- Task 1
In the review of Macbeth 1969 below, condense the paragraph that opens "Macbeth 1969 runs 110 minutes without a break" into a shorter version that keeps its main facts.
- Task 2
Duplicate a passage from the review of Macbeth 1969 below without changing anything. Begin at the words "But the biggest" and stop after "search of validity.".

### Reading text

But the biggest remaining issue I want to address is the Post Traumatic Stress Disorder (PTSD) thread running throughout the play. How ungenerous of me not to embrace the approving backdrop of veterans and medical specialists who would endorse these themes! How niggardly of me not to applaud these underlying themes when, according to the playbill, “artistic expression can facilitate the healing of victims of psychological trauma”! But the cynic in me smells the setup, a play enslaved to the director’s politics, an errant experiment reaching out to noble causes in search of validity.
Ironically, if you have good seats, as I did, you may gain additional perspective (intended or otherwise) on PTSD. The blood in the play is not quite like HBO’s Spartacus productions, but it flows brightly and freely and isn’t entirely cleaned up as the play progresses. It appears meant to make the audience recoil. Characters are extinguished with a pillow only feet away from the audience. Guns fire loudly. Directed by David Anzuelo, fights are well-executed and quite physical but overly long, as if this was the one and only thing in Macbeth 1969 that had to be 100% true-to-life and take place in real time.
A seat right in front of the stage proved a mixed blessing, seemingly putting me right in the action. My silenced cell phone vibrated against my thigh at the precise microsecond that a gun pointed straight at the character in front of me was fired and blood squirted three-dimensionally through the air toward me. I almost had a heart attack. Couple that with vivid scenes that dredged up unpleasant memories of miscarriages witnessed and an elderly gentleman dying in my arms in a froth of blood, and I briefly wondered if the intent was to have the audience experience PTSD firsthand.
Macbeth 1969 runs 110 minutes without a break, as if Ting was afraid the audience wouldn’t return after an intermission. A few audience members might have been tempted to grab the nearest potted plant, like shrubbery from Birnam Wood, and inch toward an exit. There were enough small pleasures to keep most in their seats, however. The pacing of the play was good. Segues were lively and well-executed, with someone always entering stage left an instant after someone else exited stage right. A snowstorm was convincingly rendered. Subtlety was shown at times, for instance when a wavering gun rose into view from behind a hospital bed, the first indication that a character was not fully dead.
A sex scene was also nicely done, the tantalizing possibility of ascending to the throne (whatever that would mean in 1969 Middle America) fueling Macbeth’s wife’s excitement. It was hard not to chuckle as Lady Macbeth’s “unsex me now” speech was delivered during lovemaking and punctuated by orgasm. Obviously, this returning soldier evinced none of the sexual performance issues that frequently accompany wartime PTSD. Perhaps the scene was meant to illustrate that power is an aphrodisiac.

######
### Entries provided

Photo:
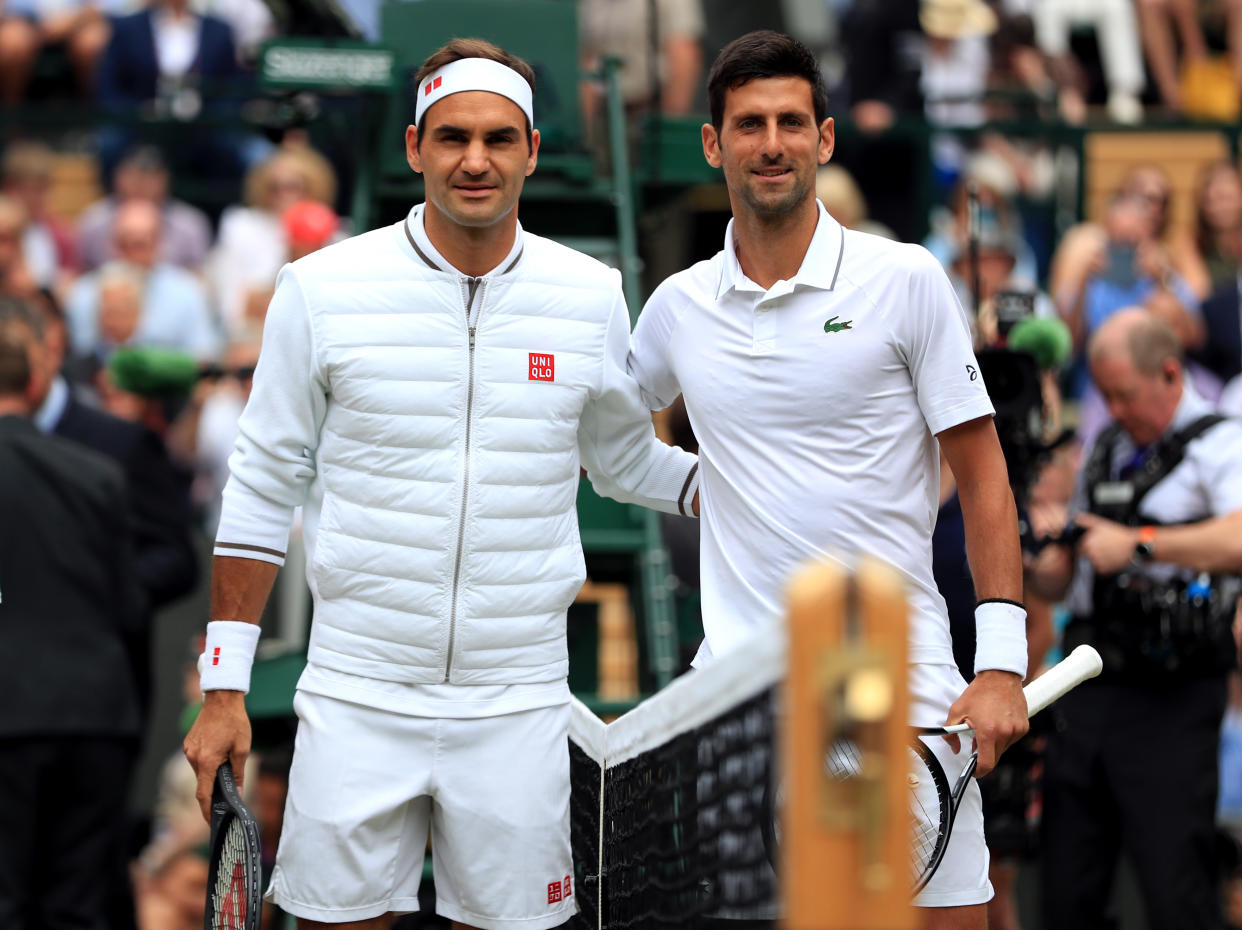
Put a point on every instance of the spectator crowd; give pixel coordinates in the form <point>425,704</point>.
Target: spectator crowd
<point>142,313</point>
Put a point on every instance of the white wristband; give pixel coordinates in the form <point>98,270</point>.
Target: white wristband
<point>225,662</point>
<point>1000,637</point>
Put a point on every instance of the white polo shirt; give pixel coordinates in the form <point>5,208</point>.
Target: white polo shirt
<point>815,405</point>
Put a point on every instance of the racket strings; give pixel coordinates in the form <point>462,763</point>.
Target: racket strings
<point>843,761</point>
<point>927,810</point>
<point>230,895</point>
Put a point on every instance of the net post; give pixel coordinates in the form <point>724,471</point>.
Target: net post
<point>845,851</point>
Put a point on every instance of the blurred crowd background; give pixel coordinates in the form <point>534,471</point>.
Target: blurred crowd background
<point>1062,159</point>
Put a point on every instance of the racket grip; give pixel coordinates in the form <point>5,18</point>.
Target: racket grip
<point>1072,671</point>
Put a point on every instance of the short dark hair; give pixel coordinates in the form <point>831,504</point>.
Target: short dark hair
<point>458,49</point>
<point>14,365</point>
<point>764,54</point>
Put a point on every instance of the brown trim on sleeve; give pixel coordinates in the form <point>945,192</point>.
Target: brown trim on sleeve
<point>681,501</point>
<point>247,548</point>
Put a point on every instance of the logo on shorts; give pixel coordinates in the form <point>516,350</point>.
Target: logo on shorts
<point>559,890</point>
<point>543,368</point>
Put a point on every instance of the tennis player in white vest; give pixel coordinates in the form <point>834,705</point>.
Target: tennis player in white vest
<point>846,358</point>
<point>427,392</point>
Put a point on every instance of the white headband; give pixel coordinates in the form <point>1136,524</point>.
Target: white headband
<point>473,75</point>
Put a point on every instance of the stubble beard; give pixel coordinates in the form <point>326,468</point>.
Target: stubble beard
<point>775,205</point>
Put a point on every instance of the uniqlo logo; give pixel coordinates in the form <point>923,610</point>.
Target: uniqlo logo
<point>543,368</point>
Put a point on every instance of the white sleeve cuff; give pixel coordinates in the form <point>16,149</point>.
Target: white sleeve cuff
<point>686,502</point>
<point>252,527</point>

######

- Answer 1
Macbeth 1969 runs 110 minutes without a break, which may have tempted some audience members to inch toward an exit. Enough small pleasures kept most in their seats, however: good pacing, lively and well-executed transitions between exits and entrances, a convincingly rendered snowstorm, and occasional subtlety, such as a wavering gun rising from behind a hospital bed to show that a character was not fully dead.

- Answer 2
But the biggest remaining issue I want to address is the Post Traumatic Stress Disorder (PTSD) thread running throughout the play. How ungenerous of me not to embrace the approving backdrop of veterans and medical specialists who would endorse these themes! How niggardly of me not to applaud these underlying themes when, according to the playbill, “artistic expression can facilitate the healing of victims of psychological trauma”! But the cynic in me smells the setup, a play enslaved to the director’s politics, an errant experiment reaching out to noble causes in search of validity.